### Activity
Show every line of the data that includes the word "wooden".

Point-per-instance localization data
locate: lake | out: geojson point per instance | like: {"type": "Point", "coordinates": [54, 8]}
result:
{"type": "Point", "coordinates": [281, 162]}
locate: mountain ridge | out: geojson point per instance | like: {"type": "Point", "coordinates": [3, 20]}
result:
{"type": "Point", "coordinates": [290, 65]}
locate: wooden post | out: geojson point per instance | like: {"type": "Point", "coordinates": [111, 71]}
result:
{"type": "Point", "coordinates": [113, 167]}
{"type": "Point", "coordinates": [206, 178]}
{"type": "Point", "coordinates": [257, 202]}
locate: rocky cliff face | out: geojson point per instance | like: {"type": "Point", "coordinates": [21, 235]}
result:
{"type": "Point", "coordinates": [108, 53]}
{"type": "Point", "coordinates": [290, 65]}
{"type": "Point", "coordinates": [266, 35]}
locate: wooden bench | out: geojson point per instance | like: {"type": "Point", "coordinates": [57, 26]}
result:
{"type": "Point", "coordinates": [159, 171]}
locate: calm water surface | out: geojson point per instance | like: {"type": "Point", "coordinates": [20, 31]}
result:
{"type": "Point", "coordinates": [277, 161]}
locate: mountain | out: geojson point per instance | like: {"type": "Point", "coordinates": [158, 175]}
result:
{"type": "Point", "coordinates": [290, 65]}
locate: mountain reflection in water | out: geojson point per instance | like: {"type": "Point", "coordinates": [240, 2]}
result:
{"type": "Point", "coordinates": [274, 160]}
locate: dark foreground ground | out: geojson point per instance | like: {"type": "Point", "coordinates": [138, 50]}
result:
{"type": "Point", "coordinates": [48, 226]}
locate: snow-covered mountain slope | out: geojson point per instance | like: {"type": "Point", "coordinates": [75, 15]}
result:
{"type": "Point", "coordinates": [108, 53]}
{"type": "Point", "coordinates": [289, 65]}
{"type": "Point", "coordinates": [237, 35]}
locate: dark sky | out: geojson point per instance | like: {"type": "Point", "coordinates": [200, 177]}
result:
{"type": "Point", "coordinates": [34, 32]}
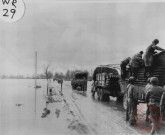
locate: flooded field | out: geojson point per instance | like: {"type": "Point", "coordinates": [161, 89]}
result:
{"type": "Point", "coordinates": [71, 112]}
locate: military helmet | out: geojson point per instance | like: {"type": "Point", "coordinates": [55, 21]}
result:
{"type": "Point", "coordinates": [149, 80]}
{"type": "Point", "coordinates": [156, 41]}
{"type": "Point", "coordinates": [131, 79]}
{"type": "Point", "coordinates": [141, 52]}
{"type": "Point", "coordinates": [154, 81]}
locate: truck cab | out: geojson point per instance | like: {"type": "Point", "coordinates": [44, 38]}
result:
{"type": "Point", "coordinates": [158, 70]}
{"type": "Point", "coordinates": [106, 82]}
{"type": "Point", "coordinates": [79, 81]}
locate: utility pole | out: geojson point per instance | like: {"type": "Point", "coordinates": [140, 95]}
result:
{"type": "Point", "coordinates": [35, 78]}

### Result of the exercise
locate: wooden post | out: geojson point per instance | like: {"type": "Point", "coordinates": [111, 71]}
locate: wooden bench | out: geojson point per instance | like: {"type": "Point", "coordinates": [57, 26]}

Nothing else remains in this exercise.